▶ _PROVIDED PASSAGE_
□ □ □ □ □
Every 14 minutes, someone is diagnosed with blood cancer. With a stem cell transplant from a matching donor, their life can be saved. Anthony Nolan, the first stem cell donor register, facilitates around 1300 life-saving transplants a year - and there are over 100 other such registers worldwide. But what does it take to be a match?

In this case study, I will walk you through the technical journey of building Atlas - the first open-source, cloud-hosted, genetic matching algorithm - comparing the genetics of patients and donors, and returning a list of donors who could be a match for transplantation.

We’ll take a brief tour of the history of matching stem cell donors, and walk through the algorithm that uses genes to determine the best genetic match between a patient with blood cancer and a stem cell donor. Then we’ll analyse the technical challenges that come with taking that to a global scale:

  • How much is enough memory to store nonillions (yes, this a real number!) of possible genotypes?
  • What are the scaling needs of an algorithm where the number of required computations can differ by multiple orders of magnitude?
  • What cloud services can we use to run billions of genetic comparisons within minutes?

Whether or not lives are on the line when developing software, domain expertise is essential. Without it, you can never be sure if your next best step is actually a technical optimisation, or whether you weren’t asking the right question all along.
□ □ □ □ □
[Source data]
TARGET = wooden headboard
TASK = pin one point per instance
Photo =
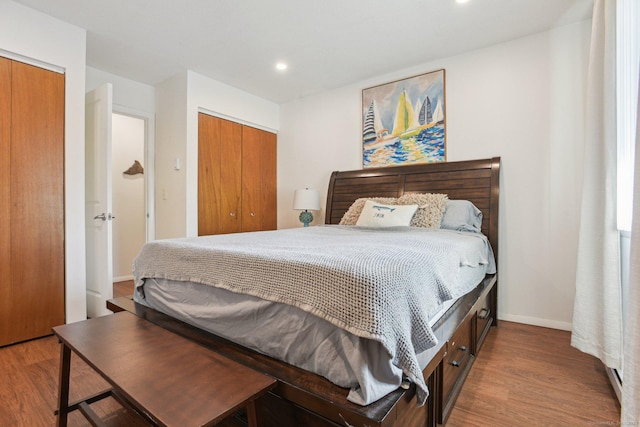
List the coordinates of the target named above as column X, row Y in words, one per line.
column 474, row 180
□ □ □ □ □
▶ _REQUIRED WORK_
From the case study on building Atlas, copy out everything from "We’ll take a" down to "comparisons within minutes?".

▶ _EXERCISE RESULT_
We’ll take a brief tour of the history of matching stem cell donors, and walk through the algorithm that uses genes to determine the best genetic match between a patient with blood cancer and a stem cell donor. Then we’ll analyse the technical challenges that come with taking that to a global scale:

  • How much is enough memory to store nonillions (yes, this a real number!) of possible genotypes?
  • What are the scaling needs of an algorithm where the number of required computations can differ by multiple orders of magnitude?
  • What cloud services can we use to run billions of genetic comparisons within minutes?